WORK REQUIRED - Rewrite all the records below as a numbered list with one line per item, leaving out any blank lines.

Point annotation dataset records
----

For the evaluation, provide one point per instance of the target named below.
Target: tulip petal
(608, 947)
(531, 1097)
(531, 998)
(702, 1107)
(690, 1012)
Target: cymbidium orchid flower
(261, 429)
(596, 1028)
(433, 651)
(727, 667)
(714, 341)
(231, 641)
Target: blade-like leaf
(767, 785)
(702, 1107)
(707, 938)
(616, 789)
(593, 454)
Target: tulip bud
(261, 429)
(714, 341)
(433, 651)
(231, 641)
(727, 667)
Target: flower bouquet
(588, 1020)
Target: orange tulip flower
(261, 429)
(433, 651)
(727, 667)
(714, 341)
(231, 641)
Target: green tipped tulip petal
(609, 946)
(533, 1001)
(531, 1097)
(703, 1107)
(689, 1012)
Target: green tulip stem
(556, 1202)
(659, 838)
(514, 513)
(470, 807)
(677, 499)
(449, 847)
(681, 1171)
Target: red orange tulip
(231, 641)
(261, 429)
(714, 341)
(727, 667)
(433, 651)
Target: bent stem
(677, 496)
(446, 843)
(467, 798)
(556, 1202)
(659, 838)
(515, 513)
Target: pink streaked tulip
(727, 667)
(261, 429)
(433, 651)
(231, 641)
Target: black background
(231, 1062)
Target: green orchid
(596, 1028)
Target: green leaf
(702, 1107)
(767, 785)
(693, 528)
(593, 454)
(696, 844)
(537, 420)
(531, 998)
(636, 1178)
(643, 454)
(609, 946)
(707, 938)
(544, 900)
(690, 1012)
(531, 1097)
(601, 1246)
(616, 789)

----

CORRECT RESULT -
1. For the evaluation, provide one point per instance of the target named below.
2. Target: tulip petal
3. (608, 947)
4. (531, 1097)
5. (531, 998)
6. (702, 1107)
7. (690, 1012)
8. Target: cymbidium orchid flower
9. (261, 429)
10. (596, 1028)
11. (433, 651)
12. (727, 667)
13. (714, 341)
14. (231, 641)
15. Target: blade-like leaf
16. (767, 785)
17. (702, 1107)
18. (707, 938)
19. (616, 789)
20. (593, 454)
21. Target: tulip bud
22. (261, 429)
23. (714, 341)
24. (433, 651)
25. (231, 641)
26. (727, 667)
27. Target: flower bouquet
28. (588, 1020)
29. Target: orange tulip flower
30. (261, 429)
31. (433, 651)
32. (727, 667)
33. (714, 341)
34. (231, 641)
35. Target: green tipped tulip petal
36. (609, 946)
37. (533, 1001)
38. (531, 1097)
39. (703, 1107)
40. (689, 1012)
41. Target: green tulip stem
42. (556, 1202)
43. (659, 838)
44. (514, 513)
45. (470, 807)
46. (677, 499)
47. (449, 847)
48. (681, 1171)
49. Target: red orange tulip
50. (231, 641)
51. (261, 429)
52. (714, 341)
53. (727, 667)
54. (433, 651)
55. Target: bent stem
56. (677, 496)
57. (446, 843)
58. (467, 798)
59. (556, 1202)
60. (659, 838)
61. (515, 513)
62. Target: pink streaked tulip
63. (727, 667)
64. (261, 429)
65. (433, 651)
66. (231, 641)
67. Target: black background
68. (231, 1062)
69. Target: green orchid
70. (596, 1028)
71. Target: green leaf
72. (702, 1107)
73. (767, 785)
74. (693, 528)
75. (593, 454)
76. (696, 844)
77. (537, 420)
78. (531, 998)
79. (636, 1178)
80. (643, 454)
81. (609, 946)
82. (707, 938)
83. (544, 900)
84. (690, 1012)
85. (531, 1097)
86. (601, 1246)
87. (616, 789)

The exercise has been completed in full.